═════ RECORD EXCERPTS

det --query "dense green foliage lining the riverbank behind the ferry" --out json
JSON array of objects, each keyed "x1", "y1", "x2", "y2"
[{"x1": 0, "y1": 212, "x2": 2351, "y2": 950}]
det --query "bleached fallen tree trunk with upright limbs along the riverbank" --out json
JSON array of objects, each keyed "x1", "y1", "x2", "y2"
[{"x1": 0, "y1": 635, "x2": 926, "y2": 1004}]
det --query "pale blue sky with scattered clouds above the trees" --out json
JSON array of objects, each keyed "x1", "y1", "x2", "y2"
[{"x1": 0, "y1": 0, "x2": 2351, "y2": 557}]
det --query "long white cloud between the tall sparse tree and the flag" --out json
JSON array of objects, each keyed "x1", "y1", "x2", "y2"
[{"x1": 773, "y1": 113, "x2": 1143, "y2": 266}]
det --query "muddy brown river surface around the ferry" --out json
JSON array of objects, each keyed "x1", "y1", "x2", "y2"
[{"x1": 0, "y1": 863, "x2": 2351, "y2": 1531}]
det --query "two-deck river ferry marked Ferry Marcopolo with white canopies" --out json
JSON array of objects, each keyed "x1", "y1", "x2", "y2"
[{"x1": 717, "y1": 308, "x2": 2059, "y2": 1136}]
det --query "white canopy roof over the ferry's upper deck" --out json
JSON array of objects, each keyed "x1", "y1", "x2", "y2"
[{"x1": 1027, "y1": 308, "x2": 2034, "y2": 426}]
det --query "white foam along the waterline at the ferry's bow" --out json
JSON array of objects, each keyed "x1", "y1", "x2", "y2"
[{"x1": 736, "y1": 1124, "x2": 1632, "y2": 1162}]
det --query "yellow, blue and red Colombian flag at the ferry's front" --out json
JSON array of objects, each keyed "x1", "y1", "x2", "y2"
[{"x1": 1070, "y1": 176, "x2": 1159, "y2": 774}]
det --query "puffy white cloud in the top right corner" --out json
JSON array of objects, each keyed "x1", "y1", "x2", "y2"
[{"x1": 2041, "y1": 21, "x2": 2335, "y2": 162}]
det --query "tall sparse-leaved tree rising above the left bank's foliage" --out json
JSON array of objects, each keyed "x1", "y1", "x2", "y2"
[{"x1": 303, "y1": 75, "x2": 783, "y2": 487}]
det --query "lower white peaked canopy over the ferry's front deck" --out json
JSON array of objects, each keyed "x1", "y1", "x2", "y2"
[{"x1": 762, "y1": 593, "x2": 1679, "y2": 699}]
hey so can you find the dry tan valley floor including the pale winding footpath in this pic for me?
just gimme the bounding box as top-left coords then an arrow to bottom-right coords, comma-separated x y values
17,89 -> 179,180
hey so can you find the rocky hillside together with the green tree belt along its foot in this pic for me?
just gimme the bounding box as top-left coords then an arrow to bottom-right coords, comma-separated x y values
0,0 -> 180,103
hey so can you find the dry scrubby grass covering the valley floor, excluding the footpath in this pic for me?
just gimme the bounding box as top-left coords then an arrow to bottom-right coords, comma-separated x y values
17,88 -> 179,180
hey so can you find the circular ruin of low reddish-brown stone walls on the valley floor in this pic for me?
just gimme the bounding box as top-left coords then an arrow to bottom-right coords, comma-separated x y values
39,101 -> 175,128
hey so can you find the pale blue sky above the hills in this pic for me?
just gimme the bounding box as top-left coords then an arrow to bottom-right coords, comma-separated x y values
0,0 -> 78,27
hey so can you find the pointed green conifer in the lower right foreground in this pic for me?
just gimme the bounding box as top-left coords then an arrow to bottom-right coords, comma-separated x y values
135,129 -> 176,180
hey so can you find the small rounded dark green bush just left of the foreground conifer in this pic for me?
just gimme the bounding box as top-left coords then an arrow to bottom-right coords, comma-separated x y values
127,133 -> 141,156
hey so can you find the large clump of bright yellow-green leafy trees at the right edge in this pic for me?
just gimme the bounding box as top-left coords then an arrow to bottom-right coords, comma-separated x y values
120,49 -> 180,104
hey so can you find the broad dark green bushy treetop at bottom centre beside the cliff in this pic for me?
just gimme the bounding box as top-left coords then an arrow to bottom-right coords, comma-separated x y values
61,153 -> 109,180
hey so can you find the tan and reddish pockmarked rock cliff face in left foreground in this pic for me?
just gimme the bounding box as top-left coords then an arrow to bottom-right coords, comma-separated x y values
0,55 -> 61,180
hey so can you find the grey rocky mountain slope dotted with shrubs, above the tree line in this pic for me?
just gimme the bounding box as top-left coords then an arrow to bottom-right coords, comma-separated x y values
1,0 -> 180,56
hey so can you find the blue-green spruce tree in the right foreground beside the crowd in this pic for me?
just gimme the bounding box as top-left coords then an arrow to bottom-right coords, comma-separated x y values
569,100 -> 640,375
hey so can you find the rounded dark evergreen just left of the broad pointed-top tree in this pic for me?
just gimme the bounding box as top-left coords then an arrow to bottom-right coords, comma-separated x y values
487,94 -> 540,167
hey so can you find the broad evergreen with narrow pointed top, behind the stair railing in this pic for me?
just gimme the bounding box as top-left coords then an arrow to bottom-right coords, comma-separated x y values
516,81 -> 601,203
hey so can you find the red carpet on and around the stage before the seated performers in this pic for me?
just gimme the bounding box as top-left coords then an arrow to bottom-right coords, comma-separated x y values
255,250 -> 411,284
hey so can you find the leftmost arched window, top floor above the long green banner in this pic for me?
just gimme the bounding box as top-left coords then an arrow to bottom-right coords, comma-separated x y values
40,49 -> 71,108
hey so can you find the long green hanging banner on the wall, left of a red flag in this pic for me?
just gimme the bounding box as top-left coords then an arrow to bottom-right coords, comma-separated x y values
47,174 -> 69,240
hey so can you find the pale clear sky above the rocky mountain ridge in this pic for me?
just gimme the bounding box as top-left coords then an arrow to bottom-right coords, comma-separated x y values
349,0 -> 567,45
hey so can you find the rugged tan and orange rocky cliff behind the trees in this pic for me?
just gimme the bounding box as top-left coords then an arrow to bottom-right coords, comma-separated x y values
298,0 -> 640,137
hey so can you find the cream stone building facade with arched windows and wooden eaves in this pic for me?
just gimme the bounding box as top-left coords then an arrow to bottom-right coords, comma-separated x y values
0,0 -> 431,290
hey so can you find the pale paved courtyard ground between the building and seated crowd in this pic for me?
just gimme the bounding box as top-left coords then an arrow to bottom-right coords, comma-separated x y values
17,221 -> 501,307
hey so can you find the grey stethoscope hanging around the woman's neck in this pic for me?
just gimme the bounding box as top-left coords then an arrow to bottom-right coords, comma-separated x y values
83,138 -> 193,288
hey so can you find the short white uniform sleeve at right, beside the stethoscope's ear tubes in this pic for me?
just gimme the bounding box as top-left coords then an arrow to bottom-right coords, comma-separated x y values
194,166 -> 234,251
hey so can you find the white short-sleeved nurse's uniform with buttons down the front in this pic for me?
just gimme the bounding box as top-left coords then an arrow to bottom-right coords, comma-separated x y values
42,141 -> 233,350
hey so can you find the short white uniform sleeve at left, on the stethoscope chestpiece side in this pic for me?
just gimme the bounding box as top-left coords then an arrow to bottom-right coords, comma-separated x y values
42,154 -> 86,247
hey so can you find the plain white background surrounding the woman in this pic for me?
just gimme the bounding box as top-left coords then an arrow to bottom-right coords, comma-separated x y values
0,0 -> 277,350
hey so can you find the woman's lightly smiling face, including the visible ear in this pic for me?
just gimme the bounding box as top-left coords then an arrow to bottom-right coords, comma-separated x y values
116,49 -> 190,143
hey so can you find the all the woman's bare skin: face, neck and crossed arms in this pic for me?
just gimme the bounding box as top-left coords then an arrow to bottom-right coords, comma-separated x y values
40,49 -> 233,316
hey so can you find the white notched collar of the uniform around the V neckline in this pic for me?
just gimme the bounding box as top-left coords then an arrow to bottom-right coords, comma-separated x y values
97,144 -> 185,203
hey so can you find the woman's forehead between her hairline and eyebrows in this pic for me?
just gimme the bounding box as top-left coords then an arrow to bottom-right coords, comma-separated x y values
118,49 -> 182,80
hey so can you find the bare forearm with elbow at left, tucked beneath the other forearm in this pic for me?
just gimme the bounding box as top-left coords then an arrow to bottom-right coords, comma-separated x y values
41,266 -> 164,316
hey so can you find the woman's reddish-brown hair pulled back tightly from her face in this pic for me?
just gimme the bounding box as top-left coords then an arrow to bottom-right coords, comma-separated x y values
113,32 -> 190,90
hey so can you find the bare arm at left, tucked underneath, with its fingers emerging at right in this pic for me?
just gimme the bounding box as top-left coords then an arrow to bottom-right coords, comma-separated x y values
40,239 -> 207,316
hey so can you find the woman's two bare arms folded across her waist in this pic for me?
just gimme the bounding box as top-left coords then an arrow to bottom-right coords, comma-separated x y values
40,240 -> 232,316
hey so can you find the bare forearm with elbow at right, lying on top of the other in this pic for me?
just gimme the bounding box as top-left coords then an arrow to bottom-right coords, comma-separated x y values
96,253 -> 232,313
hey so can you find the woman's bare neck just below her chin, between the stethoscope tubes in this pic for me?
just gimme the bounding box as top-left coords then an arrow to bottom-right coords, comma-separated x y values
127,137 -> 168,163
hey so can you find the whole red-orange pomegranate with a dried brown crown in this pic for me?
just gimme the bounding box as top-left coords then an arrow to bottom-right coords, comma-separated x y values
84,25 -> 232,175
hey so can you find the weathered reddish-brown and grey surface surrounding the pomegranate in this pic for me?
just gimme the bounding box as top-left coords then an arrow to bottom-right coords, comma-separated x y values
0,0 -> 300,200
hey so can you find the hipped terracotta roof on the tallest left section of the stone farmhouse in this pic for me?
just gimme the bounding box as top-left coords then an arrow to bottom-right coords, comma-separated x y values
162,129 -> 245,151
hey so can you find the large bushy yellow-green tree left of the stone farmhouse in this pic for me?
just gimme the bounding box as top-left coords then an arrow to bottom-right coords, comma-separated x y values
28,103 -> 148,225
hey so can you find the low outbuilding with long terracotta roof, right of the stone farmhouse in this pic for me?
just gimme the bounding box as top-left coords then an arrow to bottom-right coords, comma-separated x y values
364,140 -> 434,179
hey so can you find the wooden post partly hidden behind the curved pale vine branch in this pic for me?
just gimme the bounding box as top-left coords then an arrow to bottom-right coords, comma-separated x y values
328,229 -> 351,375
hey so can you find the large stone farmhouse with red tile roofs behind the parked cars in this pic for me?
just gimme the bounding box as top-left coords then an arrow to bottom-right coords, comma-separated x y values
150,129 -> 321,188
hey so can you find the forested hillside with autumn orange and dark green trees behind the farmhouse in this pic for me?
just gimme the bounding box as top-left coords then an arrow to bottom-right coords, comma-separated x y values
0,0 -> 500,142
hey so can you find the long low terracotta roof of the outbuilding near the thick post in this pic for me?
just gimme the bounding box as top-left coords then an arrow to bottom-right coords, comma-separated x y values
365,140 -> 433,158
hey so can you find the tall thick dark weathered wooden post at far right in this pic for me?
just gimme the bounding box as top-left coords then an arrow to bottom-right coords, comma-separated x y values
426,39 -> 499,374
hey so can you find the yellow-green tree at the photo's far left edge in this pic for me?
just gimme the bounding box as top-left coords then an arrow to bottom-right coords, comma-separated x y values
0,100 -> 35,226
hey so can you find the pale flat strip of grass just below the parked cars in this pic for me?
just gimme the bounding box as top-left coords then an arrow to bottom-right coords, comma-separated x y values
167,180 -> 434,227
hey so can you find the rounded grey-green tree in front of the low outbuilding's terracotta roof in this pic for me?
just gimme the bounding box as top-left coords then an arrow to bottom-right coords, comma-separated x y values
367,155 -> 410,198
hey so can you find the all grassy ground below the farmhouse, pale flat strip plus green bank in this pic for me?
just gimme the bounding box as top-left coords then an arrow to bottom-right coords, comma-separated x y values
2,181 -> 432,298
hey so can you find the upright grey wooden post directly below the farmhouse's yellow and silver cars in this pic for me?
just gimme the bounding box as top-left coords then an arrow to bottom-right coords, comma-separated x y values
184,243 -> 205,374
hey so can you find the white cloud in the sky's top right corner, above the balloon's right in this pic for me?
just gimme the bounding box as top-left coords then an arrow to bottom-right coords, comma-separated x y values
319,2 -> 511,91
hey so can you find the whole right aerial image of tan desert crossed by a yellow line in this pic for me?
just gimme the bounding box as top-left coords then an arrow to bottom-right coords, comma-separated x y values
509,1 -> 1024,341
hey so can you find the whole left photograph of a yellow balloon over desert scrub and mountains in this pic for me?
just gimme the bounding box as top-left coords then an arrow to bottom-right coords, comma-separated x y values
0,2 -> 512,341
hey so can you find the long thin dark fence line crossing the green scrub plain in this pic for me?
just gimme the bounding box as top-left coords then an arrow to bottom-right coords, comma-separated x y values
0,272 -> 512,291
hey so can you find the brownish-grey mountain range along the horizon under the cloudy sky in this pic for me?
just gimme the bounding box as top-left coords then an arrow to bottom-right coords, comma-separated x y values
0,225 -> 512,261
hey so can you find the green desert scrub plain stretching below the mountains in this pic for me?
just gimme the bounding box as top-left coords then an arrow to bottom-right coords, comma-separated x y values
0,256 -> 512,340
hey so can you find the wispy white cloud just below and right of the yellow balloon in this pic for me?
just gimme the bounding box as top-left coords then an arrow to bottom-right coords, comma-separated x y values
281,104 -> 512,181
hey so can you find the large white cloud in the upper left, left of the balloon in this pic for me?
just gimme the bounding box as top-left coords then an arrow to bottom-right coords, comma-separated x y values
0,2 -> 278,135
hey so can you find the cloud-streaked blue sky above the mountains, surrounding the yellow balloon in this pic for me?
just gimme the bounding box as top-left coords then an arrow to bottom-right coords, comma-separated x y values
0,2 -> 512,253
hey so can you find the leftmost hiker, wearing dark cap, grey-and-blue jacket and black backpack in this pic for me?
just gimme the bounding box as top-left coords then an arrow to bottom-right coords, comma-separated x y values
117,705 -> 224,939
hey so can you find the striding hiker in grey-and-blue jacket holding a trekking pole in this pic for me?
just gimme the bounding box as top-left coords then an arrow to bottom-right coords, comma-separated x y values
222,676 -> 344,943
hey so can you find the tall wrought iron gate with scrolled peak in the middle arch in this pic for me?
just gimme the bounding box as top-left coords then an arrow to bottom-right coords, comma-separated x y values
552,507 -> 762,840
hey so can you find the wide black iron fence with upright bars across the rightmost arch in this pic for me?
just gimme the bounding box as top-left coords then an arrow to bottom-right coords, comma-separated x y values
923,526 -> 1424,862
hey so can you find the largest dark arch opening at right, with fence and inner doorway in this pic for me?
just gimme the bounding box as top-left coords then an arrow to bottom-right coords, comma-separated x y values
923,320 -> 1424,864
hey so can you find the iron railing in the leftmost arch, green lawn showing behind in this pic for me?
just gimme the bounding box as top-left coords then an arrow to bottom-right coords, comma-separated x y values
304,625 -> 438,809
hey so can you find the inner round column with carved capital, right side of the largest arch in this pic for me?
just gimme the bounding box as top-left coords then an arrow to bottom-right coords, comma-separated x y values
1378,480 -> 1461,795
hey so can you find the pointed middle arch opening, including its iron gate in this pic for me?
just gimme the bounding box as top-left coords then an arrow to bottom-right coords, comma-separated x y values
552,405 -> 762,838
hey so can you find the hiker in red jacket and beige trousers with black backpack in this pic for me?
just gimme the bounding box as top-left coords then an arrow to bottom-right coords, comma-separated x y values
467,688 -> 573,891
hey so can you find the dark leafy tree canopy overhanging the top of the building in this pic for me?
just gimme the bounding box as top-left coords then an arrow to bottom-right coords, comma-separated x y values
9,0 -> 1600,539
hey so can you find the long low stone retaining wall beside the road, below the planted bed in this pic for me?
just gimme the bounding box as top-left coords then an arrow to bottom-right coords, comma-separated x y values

══════════

**PROBLEM REQUIREMENTS**
Exactly the lines from the one containing "hey so can you find the hiker" to the final line of the data, both included, should be printed, and nothing more.

**EXERCISE SOLUTION**
hey so can you find the hiker in red jacket and beige trousers with black backpack in this pic for me?
just gimme the bounding box as top-left coords then an arrow to bottom-right coords, comma-separated x y values
467,688 -> 573,891
hey so can you find the dark leafy tree canopy overhanging the top of the building in this pic for me?
just gimme the bounding box as top-left coords then an arrow to bottom-right coords, comma-separated x y values
9,0 -> 1600,539
hey so can you find the long low stone retaining wall beside the road, below the planted bed in this pic for me?
just gimme the bounding box as top-left coords then an arrow to bottom-right coords, comma-separated x y values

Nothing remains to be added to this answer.